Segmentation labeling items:
========================================================================

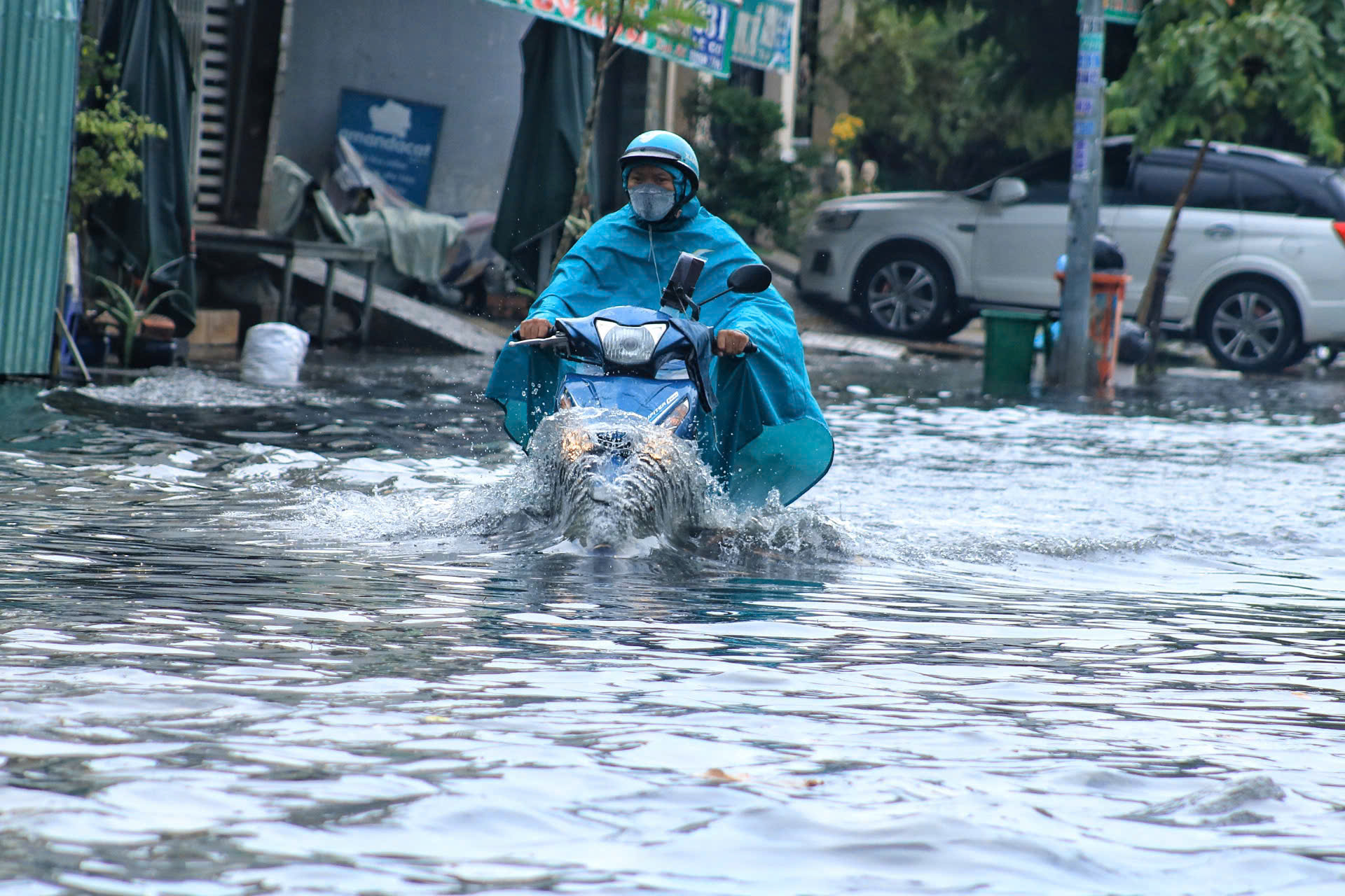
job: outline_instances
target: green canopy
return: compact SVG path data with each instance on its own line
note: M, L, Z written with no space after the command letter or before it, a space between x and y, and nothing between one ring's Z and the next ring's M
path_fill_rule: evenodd
M117 265L137 275L168 265L156 278L188 294L159 309L178 322L179 334L196 321L195 271L187 254L191 246L191 58L182 26L168 0L110 0L98 51L112 54L121 66L120 86L130 106L168 132L141 148L145 169L140 199L100 203L91 212L94 242ZM169 265L183 259L180 263Z
M521 42L523 109L491 244L527 282L537 277L542 232L570 211L584 116L593 97L594 43L577 28L546 19L534 21ZM599 195L601 183L596 156L589 157L590 196Z

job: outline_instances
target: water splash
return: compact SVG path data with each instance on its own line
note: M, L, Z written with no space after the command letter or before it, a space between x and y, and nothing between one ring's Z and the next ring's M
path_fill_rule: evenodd
M636 414L560 411L529 447L539 509L590 551L677 543L705 528L720 496L691 443Z

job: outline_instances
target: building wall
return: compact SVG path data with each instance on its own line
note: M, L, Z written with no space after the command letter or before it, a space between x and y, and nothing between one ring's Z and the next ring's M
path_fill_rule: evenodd
M276 152L321 175L342 87L444 106L426 207L495 211L531 23L486 0L293 0Z

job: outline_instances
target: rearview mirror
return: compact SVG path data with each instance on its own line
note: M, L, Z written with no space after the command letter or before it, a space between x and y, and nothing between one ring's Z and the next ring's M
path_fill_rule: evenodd
M997 206L1013 206L1028 197L1028 184L1022 177L1001 177L990 188L990 201Z
M765 265L744 265L729 274L729 289L734 293L764 293L771 287L771 269Z

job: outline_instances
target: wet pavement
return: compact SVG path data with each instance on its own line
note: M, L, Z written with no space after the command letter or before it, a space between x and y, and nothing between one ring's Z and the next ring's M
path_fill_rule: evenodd
M790 508L594 556L488 359L0 386L0 893L1345 891L1345 384L810 352Z

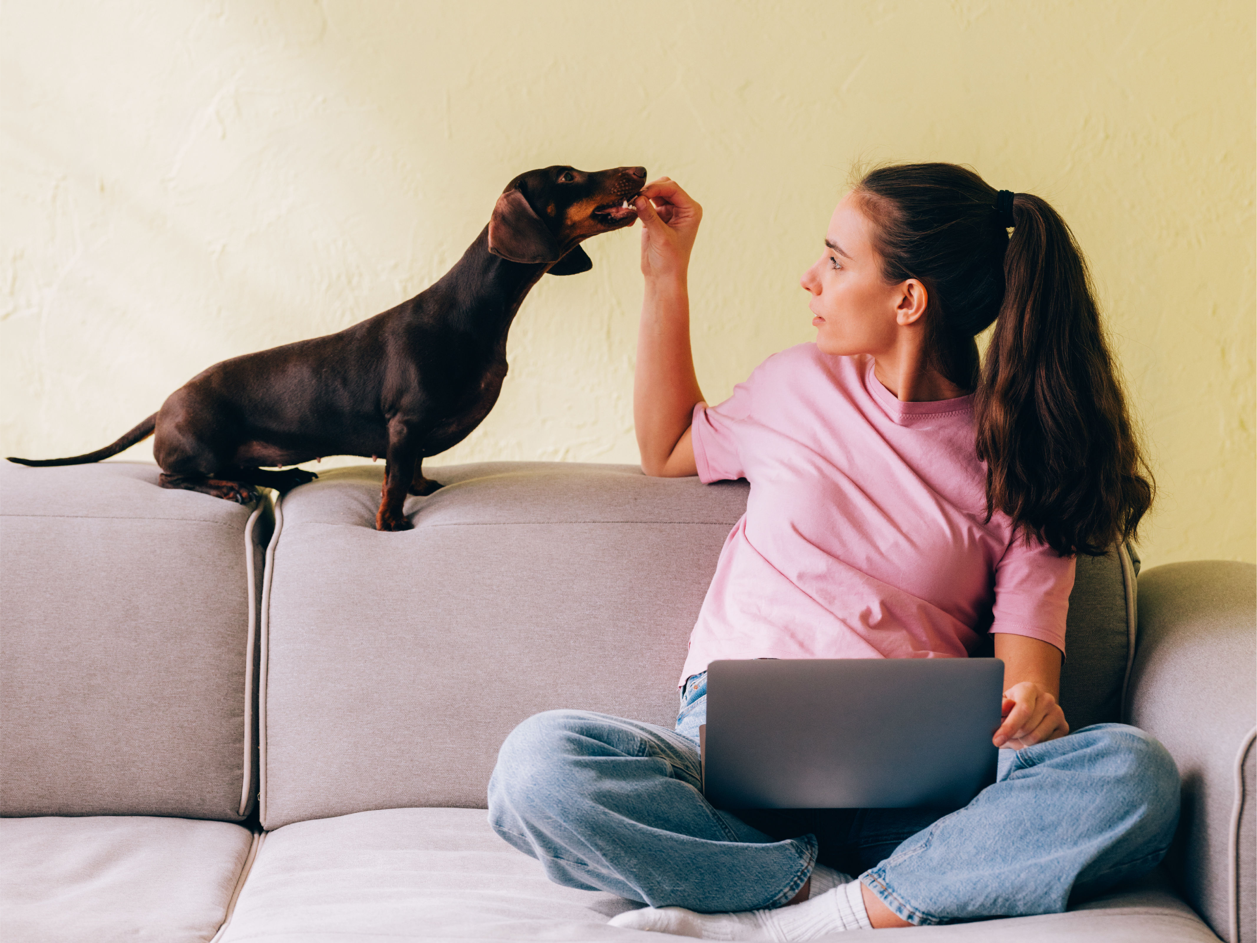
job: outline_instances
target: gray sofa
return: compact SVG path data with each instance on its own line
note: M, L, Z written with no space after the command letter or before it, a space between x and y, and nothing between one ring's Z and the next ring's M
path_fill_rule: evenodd
M485 822L538 710L670 724L745 485L621 465L381 468L253 508L151 465L0 463L0 939L657 940ZM1062 700L1183 777L1153 875L1065 914L843 940L1257 942L1254 568L1081 560Z

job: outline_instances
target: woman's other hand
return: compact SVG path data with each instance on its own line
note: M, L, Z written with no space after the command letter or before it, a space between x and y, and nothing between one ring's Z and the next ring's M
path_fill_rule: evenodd
M1001 713L1004 722L993 738L997 747L1021 749L1070 732L1056 695L1037 681L1022 681L1006 690Z
M644 186L632 205L641 220L641 274L684 279L703 207L667 177Z

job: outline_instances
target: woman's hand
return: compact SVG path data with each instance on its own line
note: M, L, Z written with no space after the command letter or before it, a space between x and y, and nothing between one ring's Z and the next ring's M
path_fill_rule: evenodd
M993 738L997 747L1021 749L1070 732L1056 697L1037 681L1022 681L1006 690L1002 714L1004 722Z
M641 220L641 274L684 280L703 207L667 177L644 186L632 205Z

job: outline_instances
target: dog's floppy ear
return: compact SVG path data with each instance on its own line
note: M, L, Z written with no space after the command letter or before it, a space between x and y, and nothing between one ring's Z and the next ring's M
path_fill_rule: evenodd
M562 259L556 262L549 268L551 275L579 275L582 272L588 272L593 268L593 263L586 254L585 249L578 245L572 246L572 251L564 255Z
M498 197L489 220L489 251L512 262L558 262L559 248L524 195L512 187Z

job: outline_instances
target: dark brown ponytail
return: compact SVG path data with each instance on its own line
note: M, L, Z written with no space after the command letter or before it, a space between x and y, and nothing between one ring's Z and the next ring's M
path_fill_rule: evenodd
M975 391L988 518L1002 510L1061 554L1133 538L1154 485L1065 220L1016 194L1009 238L994 187L954 163L880 167L855 192L886 280L925 285L934 367Z

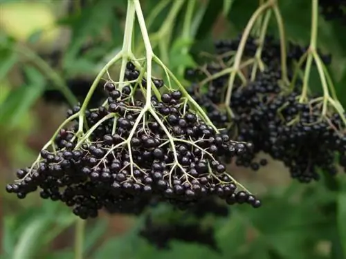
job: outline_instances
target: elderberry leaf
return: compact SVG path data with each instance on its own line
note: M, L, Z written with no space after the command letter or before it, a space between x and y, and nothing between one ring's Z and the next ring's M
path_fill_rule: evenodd
M170 68L172 70L181 66L196 66L197 64L190 55L181 52L184 48L190 48L192 44L190 39L177 39L174 41L170 51Z
M83 251L88 254L96 242L102 238L107 230L107 222L103 219L99 219L91 229L87 229L87 235L84 241Z
M0 48L0 57L1 57L0 59L0 80L1 80L18 61L19 56L17 53L2 48L1 46L1 48ZM1 95L2 95L2 93Z
M342 192L338 197L338 229L344 255L346 255L346 193Z
M235 2L239 2L239 1ZM196 40L203 40L210 34L222 10L222 5L223 1L208 1L206 11L195 36Z
M38 249L36 246L37 241L40 240L48 225L49 219L42 217L37 217L27 222L26 227L14 249L13 258L29 259L35 256Z
M224 15L227 15L228 14L233 3L233 0L224 0L224 7L222 8Z
M62 19L59 23L69 26L72 30L72 38L68 50L64 54L63 66L69 70L74 66L74 61L83 47L86 38L95 38L100 35L102 30L112 21L113 8L116 3L111 0L99 1L84 8L80 15ZM116 1L118 2L118 1ZM113 24L113 26L114 24ZM120 30L112 27L120 32Z
M50 253L44 259L73 259L75 253L71 251L58 251L54 253Z
M3 233L1 238L1 247L3 253L7 258L12 258L13 249L16 244L16 236L13 232L14 218L12 217L5 217L3 224Z
M36 68L28 66L24 72L29 80L28 85L11 91L0 105L0 124L6 124L9 128L20 122L44 90L45 79Z

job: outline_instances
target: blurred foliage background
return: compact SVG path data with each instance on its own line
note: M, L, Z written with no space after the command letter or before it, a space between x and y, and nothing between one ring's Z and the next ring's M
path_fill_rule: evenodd
M213 41L239 33L258 6L253 0L196 1L186 28L184 17L192 0L179 1L141 3L155 51L181 79L182 68L194 66L202 52L212 53ZM280 3L287 37L307 44L310 1ZM66 86L74 86L82 97L121 48L126 6L126 0L0 0L1 259L73 258L73 214L38 195L17 200L3 187L17 168L32 162L64 119L68 106L62 93ZM319 29L318 46L332 55L329 68L346 105L345 26L321 18ZM273 21L270 33L276 37L277 30ZM140 53L139 33L134 46ZM116 74L117 68L111 72ZM313 88L320 90L318 77L312 79ZM346 258L345 175L302 185L278 163L255 173L233 165L230 170L264 206L255 211L237 207L226 218L210 219L221 253L179 242L158 251L138 236L141 218L104 213L87 222L85 258Z

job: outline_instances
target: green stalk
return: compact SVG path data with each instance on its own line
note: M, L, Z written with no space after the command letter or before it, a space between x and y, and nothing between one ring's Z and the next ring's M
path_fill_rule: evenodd
M268 1L264 5L261 6L252 15L251 18L248 21L246 27L243 32L242 39L240 40L238 49L237 50L237 54L235 55L235 63L233 64L234 70L231 73L230 79L228 80L228 86L227 87L227 93L226 94L225 105L226 106L229 106L230 104L230 97L232 95L232 88L233 88L233 84L235 79L235 75L239 73L240 64L242 62L242 57L243 56L244 50L245 48L245 45L246 44L246 40L250 35L251 29L253 28L256 20L264 12L267 8L273 5L272 1Z
M280 51L281 51L281 73L282 79L284 82L287 83L289 81L287 76L287 55L286 54L286 36L284 32L284 21L281 12L280 11L279 7L277 6L277 3L273 6L273 9L274 10L274 14L276 17L276 21L277 22L277 28L279 30L280 38Z
M145 46L147 61L147 96L145 98L145 107L149 107L152 104L152 63L154 53L152 48L152 44L150 44L150 40L149 39L147 27L145 26L145 21L144 19L139 0L134 0L134 8L136 9L139 27L142 32L142 37Z
M191 37L191 24L192 23L193 12L194 10L194 6L196 5L196 0L189 0L188 2L188 9L186 10L186 13L185 15L184 23L183 27L183 39L189 39ZM188 55L189 52L189 48L188 46L184 46L181 49L181 53L183 55ZM185 66L184 65L179 66L178 68L178 74L180 75L183 75Z
M83 259L83 240L85 220L78 218L75 231L75 259Z

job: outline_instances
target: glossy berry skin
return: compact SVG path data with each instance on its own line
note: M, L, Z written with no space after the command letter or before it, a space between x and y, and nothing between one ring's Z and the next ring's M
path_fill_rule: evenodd
M225 54L236 50L239 39L217 42L217 52ZM273 38L267 37L264 46L262 60L266 69L258 71L255 79L244 87L241 87L237 81L233 86L230 108L235 117L232 121L233 127L228 128L230 135L234 135L236 132L236 140L253 144L252 151L244 155L239 153L241 148L238 148L235 164L257 171L268 164L266 160L259 157L260 153L265 153L272 159L283 162L291 177L300 182L318 180L318 171L321 171L334 175L336 172L334 157L337 154L344 156L346 151L346 137L340 115L331 111L328 119L321 120L321 111L318 106L311 106L309 101L300 103L302 84L299 80L293 86L293 91L282 93L280 83L282 76L280 44ZM257 48L255 39L250 37L245 46L244 55L253 57ZM291 79L293 75L291 63L300 59L305 51L304 47L293 43L289 44L286 57L289 79ZM329 55L320 55L325 63L331 62ZM225 61L228 58L225 57ZM222 70L214 64L207 64L206 67L211 75ZM194 73L198 74L198 70ZM198 77L194 79L190 75L190 79L194 80L190 94L198 103L203 104L215 125L226 128L230 124L228 117L217 107L225 96L224 86L228 84L228 77L221 77L211 81L205 95L198 94L199 85L195 84ZM311 95L308 98L313 99L317 97ZM345 169L346 163L342 161L340 165ZM226 162L230 162L231 160ZM232 203L235 199L230 198L228 202ZM254 207L260 205L260 202L253 204Z
M127 68L126 79L136 79L139 71L134 64ZM160 79L153 81L157 87L164 85ZM151 99L162 124L153 116L138 124L145 104L134 88L129 83L120 91L107 83L107 105L85 113L89 128L96 125L89 141L80 144L73 137L79 123L75 119L54 140L55 151L42 151L39 163L33 171L19 171L21 181L8 185L6 191L24 198L39 189L41 198L64 202L82 219L97 217L102 209L139 214L153 200L185 209L207 198L226 200L237 193L222 159L244 155L250 145L234 142L203 122L177 90L163 93L161 101ZM67 117L80 111L78 104ZM109 115L113 117L102 119ZM205 151L211 147L213 155ZM243 200L239 203L245 203Z

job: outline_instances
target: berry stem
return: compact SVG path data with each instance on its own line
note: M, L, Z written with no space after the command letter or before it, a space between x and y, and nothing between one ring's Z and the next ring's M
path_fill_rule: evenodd
M316 49L318 30L318 0L312 0L311 12L311 36L309 48L311 52L314 52Z
M305 65L305 71L304 73L304 80L302 90L302 94L299 99L299 102L304 102L307 99L307 90L309 88L309 79L310 79L310 70L311 69L313 56L308 55L307 64Z
M256 77L256 72L257 66L260 66L260 68L261 69L261 64L262 64L261 55L264 45L264 39L266 38L266 30L268 28L268 25L269 24L269 21L271 20L271 10L268 10L266 13L266 16L264 17L263 23L261 23L262 28L260 33L260 46L256 50L256 54L255 54L255 64L253 66L253 70L251 72L251 81L253 81Z
M281 12L279 7L277 6L277 2L273 6L273 10L274 10L274 14L276 17L276 21L277 22L277 28L279 30L280 38L280 51L281 51L281 76L282 81L285 83L289 82L289 79L287 76L287 61L286 61L286 36L284 26L284 21L282 19L282 16L281 15Z
M204 119L204 121L210 125L213 129L217 132L219 133L219 130L215 127L215 126L212 124L212 122L210 121L210 119L208 117L208 115L206 114L203 108L197 104L197 102L189 95L188 91L185 89L185 88L181 85L181 84L179 82L179 80L175 77L175 75L172 73L171 70L170 70L165 66L165 64L158 59L156 56L154 55L154 60L157 62L163 69L165 69L165 71L167 71L168 75L172 77L173 81L176 84L179 90L182 93L183 96L184 96L185 98L188 99L188 100L192 104L192 105L194 106L194 108L198 111L199 115L202 117L202 118Z
M327 83L327 79L323 71L322 60L320 60L320 57L318 57L318 55L316 51L313 51L311 55L313 55L315 63L316 64L317 70L318 70L318 74L320 75L320 79L322 84L322 88L323 88L323 106L322 108L322 115L325 115L328 108L328 101L330 99L328 84Z
M230 97L232 95L232 88L233 88L233 84L235 79L235 75L239 73L240 64L242 62L242 57L243 56L243 52L245 48L245 45L246 44L246 40L250 35L250 32L251 32L251 29L253 27L256 20L261 15L261 14L264 12L266 9L271 7L273 5L272 1L268 1L264 5L260 6L259 8L253 13L251 18L248 22L246 27L243 32L243 35L242 37L242 39L240 40L239 45L238 46L238 49L237 50L237 54L235 55L235 63L233 66L233 71L231 73L230 75L230 78L228 80L228 85L227 87L227 93L226 94L225 99L225 105L226 106L229 106L230 104Z
M243 68L247 67L248 66L251 65L251 64L253 64L254 63L255 64L255 59L250 59L248 60L246 60L245 62L243 62L240 65L239 69L243 69ZM209 81L210 81L212 80L216 79L217 79L219 77L222 77L223 75L225 75L229 74L230 73L232 73L233 70L234 70L233 68L225 68L225 69L222 70L220 72L217 72L217 73L216 73L215 74L212 74L210 76L208 77L207 78L206 78L205 79L203 79L203 81L201 81L199 83L199 85L200 86L203 86L203 85L205 85L206 84L207 84L208 82L209 82Z
M305 52L302 55L302 56L299 59L298 62L296 64L295 68L295 71L293 76L292 77L292 80L291 80L291 84L290 84L290 89L292 90L293 90L294 86L295 85L295 82L297 81L297 78L299 74L299 72L300 71L300 68L303 65L304 62L307 60L307 57L309 55L308 52Z
M188 1L188 8L185 14L184 23L183 26L183 39L189 40L191 39L191 23L192 22L193 13L194 6L196 6L196 0L189 0ZM184 55L188 55L189 48L185 46L181 49L181 53ZM178 75L183 76L185 71L185 66L182 64L178 68Z
M328 69L327 68L326 66L322 63L322 66L323 66L323 71L325 73L325 77L327 78L327 81L328 82L328 85L329 86L329 90L331 93L331 97L334 99L338 99L338 96L336 95L336 92L335 91L335 87L334 84L333 83L333 80L331 79L331 77L330 77L329 73L328 71Z
M162 1L161 2L163 1ZM160 48L163 48L161 44L170 43L170 41L168 40L170 37L170 32L172 32L172 25L174 24L174 20L176 18L176 16L178 15L178 13L179 12L184 3L185 0L175 1L173 2L173 5L170 10L170 12L168 13L167 18L165 19L161 26L160 27L160 29L158 29L158 30L156 32L153 33L150 37L151 40L153 42L153 48L156 47L158 44ZM148 23L148 25L149 24L149 23ZM148 26L147 26L147 28ZM163 48L164 48L165 47L163 47ZM138 48L138 52L140 53L142 51L143 48ZM161 53L161 55L162 54L165 55L165 53Z
M79 113L79 125L78 125L78 133L82 134L83 133L83 124L84 124L84 119L85 115L85 111L88 106L88 104L90 101L90 99L93 96L93 92L96 87L98 87L98 83L102 78L103 75L106 73L108 69L112 66L116 61L118 61L122 57L122 51L120 50L113 58L112 58L107 64L103 67L102 69L100 71L98 75L96 76L96 78L93 82L90 90L86 95L86 97L83 102L83 104L80 108L80 111Z
M124 32L124 41L122 43L122 60L121 62L120 73L119 75L119 90L124 87L124 77L126 70L129 56L131 54L132 34L135 20L135 9L132 1L127 1L127 10L126 12L125 28Z
M85 220L77 219L75 230L75 259L83 259L83 241Z
M145 21L144 19L143 13L140 7L139 0L134 0L134 7L137 19L138 20L140 32L142 32L142 37L143 38L144 45L145 46L146 52L146 63L147 63L147 96L145 97L145 106L151 106L152 99L152 62L153 59L153 51L152 44L149 39L148 32L145 26Z

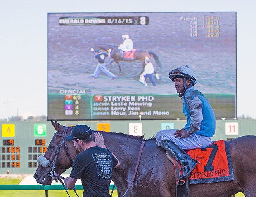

========================================================================

*EXERCISE*
Which lines in the entries above contain the word "green"? Collect each of them.

*ANSWER*
target: green canopy
target: green stalk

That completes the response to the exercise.